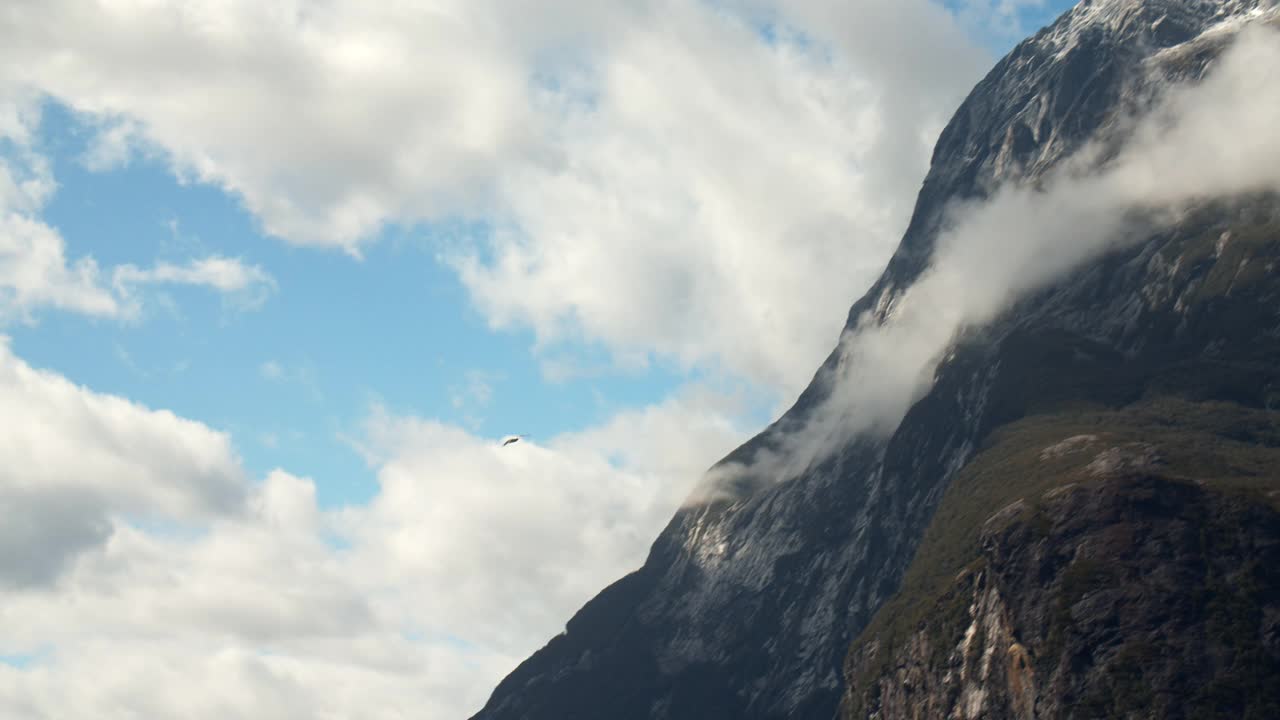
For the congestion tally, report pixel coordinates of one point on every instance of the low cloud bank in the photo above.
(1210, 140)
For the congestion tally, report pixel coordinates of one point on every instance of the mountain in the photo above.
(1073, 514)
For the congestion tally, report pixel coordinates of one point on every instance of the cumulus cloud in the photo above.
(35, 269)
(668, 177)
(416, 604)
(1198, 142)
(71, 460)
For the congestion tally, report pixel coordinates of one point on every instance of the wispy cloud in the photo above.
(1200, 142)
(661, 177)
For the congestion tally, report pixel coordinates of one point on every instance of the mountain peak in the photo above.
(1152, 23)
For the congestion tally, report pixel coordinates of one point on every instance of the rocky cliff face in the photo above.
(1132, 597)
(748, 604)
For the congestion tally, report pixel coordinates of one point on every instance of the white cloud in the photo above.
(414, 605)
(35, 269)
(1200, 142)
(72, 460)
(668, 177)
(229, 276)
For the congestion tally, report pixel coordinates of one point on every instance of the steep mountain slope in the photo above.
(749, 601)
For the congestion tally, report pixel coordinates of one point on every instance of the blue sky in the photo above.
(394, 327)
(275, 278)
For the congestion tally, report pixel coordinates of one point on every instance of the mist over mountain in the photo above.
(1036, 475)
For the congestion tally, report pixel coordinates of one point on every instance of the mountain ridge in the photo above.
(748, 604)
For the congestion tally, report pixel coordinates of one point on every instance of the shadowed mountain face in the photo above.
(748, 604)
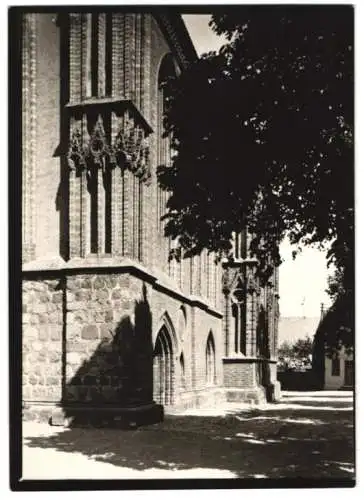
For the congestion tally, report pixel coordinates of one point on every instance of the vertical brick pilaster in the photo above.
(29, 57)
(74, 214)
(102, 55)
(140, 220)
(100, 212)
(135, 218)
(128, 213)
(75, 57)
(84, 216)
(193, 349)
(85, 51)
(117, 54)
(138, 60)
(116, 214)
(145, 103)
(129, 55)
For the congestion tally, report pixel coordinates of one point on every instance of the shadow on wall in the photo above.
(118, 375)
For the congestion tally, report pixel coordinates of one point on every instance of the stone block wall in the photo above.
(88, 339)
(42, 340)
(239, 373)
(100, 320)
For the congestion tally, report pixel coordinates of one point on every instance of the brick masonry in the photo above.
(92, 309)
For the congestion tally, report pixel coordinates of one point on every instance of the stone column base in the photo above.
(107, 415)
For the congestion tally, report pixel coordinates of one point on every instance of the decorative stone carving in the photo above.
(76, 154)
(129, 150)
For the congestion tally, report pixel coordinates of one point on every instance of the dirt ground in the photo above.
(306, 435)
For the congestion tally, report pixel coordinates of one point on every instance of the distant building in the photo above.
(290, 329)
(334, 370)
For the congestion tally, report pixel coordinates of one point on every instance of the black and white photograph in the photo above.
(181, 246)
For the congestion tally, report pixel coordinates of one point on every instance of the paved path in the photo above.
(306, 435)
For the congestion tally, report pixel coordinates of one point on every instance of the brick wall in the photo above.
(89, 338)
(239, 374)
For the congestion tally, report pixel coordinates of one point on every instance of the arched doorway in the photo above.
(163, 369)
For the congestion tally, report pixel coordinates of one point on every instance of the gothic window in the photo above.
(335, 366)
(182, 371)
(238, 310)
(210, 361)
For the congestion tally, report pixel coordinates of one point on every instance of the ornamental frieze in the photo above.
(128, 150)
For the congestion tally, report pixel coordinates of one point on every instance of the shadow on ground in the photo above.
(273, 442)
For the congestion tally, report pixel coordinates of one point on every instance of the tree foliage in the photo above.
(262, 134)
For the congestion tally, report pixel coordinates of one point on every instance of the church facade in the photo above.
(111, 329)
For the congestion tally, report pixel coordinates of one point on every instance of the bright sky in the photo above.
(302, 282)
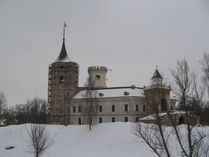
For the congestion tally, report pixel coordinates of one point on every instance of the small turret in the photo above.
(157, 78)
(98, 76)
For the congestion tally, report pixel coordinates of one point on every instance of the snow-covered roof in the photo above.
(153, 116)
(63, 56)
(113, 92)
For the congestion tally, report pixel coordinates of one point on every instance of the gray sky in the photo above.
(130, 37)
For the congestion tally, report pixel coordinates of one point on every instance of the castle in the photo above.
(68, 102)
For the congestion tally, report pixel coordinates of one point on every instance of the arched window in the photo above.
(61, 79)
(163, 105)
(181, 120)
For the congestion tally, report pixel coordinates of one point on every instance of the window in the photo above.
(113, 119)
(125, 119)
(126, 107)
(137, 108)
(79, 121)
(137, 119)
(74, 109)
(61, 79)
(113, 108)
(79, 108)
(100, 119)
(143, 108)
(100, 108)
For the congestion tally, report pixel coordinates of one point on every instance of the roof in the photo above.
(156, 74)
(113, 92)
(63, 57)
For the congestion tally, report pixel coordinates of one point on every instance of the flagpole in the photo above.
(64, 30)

*Instructions for the task:*
Copy all of the records verbatim, omitting the pictures.

*Task result:*
For the congestion tally, report pixel coordinates of one point on every instance of the low cloud bank in the photo above.
(1210, 140)
For the congestion tally, report pixel coordinates of one point on every instance of the mountain in the photo above.
(1073, 514)
For the congestion tally, report pixel coordinates of one point on every instance of the cumulus cloud in the photo above.
(35, 269)
(668, 177)
(416, 604)
(1198, 142)
(71, 460)
For the congestion tally, report pixel coordinates of one point on every instance of the wispy cloud in the photo above.
(1200, 142)
(661, 177)
For the congestion tally, report pixel coordinates of one point on every instance of the mountain peak in the photo above.
(1152, 23)
For the congestion tally, report pixel coordinates of one point on every instance of the rocky cliff face in the photo above.
(1132, 597)
(748, 604)
For the congestion tally, report pixel coordinates of one point on every instance of the white cloud in the photo above.
(414, 605)
(35, 269)
(1200, 142)
(72, 460)
(668, 177)
(229, 276)
For the congestion tally, report pixel coordinates of one point on every instance of the steep mountain slope in the photo above.
(749, 601)
For the congestion tally, report pixel coordinates of one point on every instance of the blue sky in the photo above.
(394, 327)
(275, 278)
For the congestion tally, report pixel coordinates of one point on every instance of the mist over mountain in the photo above.
(1036, 475)
For the congestion tally, report pixel coordinates of one point on every instance of the mountain ridge in the photo above.
(748, 604)
For the congestion tally, report pixel coordinates of one point on every instance of the shadowed mountain face in the photo above.
(748, 604)
For the congestion tally, report pixel coordinates of one point on every instance of the vertical brick pilaster in the photo above.
(29, 57)
(74, 214)
(102, 55)
(140, 220)
(100, 212)
(135, 218)
(128, 213)
(75, 57)
(84, 216)
(193, 349)
(85, 51)
(117, 54)
(138, 60)
(116, 214)
(145, 103)
(129, 55)
For the congestion tally, report pixel coordinates of one point on every instance of the shadow on wall in the photo above.
(118, 375)
For the congestion tally, report pixel coordinates of one point on every instance of the stone block wall in the photo above.
(88, 339)
(42, 340)
(239, 373)
(100, 320)
For the congestion tally, report pixel coordinates of one point on every instance of the brick masonry in the photo above.
(92, 309)
For the congestion tally, report pixel coordinates of one point on every instance of the stone column base in the photo above.
(107, 415)
For the congestion tally, report pixel coordinates of one point on every instance of the decorative stone carving in the photo above.
(76, 154)
(129, 150)
For the congestion tally, report pixel coordinates of one point on every instance of the dirt ground in the photo above.
(306, 435)
For the congestion tally, report pixel coordinates of one point on every instance of the distant building in the photo above.
(290, 329)
(334, 370)
For the congestion tally, report pixel coordinates of one point on every instance of the black and white photograph in the photo above.
(181, 246)
For the congestion tally, report pixel coordinates of one point on every instance of the paved path in the photo above.
(306, 435)
For the congestion tally, report pixel coordinates of one point on every instance of the brick wall in the photo above.
(89, 338)
(239, 374)
For the congestion tally, report pixel coordinates of one point on every instance of the arched doorway in the photo above.
(163, 369)
For the congestion tally, report pixel coordinates of one point on every instance of the gothic window in the photo above.
(335, 366)
(182, 371)
(238, 310)
(210, 361)
For the congestion tally, report pixel coordinates of one point on every instance of the ornamental frieze in the photo above.
(128, 150)
For the congestion tally, report pixel coordinates of one point on every instance of the shadow on ground in the photo above.
(273, 442)
For the congestion tally, report pixel coordinates of one point on every instance of the tree foliage in the photo above.
(262, 134)
For the congestion tally, report pixel coordinates of one point on every instance of the church facade in the photo above.
(111, 329)
For the congestion tally, report pixel coordinates of one point on every instance of the bright sky in the photo above.
(302, 282)
For the congestion tally, report pixel coordinates of one point on every instance of the small turret in the photo above.
(157, 78)
(98, 76)
For the congestion tally, report pixel coordinates of one point on every instance of the snow-covered roof in the photo above.
(153, 116)
(63, 56)
(113, 92)
For the congestion tally, report pixel coordinates of one point on every instance of the gray sky in the photo above.
(130, 37)
For the congestion tally, report pixel coordinates of one point on every instance of the castle in the photo above.
(68, 102)
For the congestion tally, report pixel coordinates of one point on every instance of the arched window in the photo above.
(61, 79)
(163, 105)
(181, 120)
For the congestion tally, report pixel coordinates of one point on every instance of the window in the photo above.
(113, 119)
(125, 119)
(126, 107)
(137, 108)
(79, 121)
(137, 119)
(74, 109)
(61, 79)
(113, 108)
(79, 108)
(100, 119)
(143, 108)
(100, 108)
For the congestion tally, report pixel coordinates of one point on every instance of the roof in the photo above.
(156, 74)
(113, 92)
(63, 57)
For the congestion tally, report pixel coordinates of one point on every instance of the flagpole in the photo above.
(64, 30)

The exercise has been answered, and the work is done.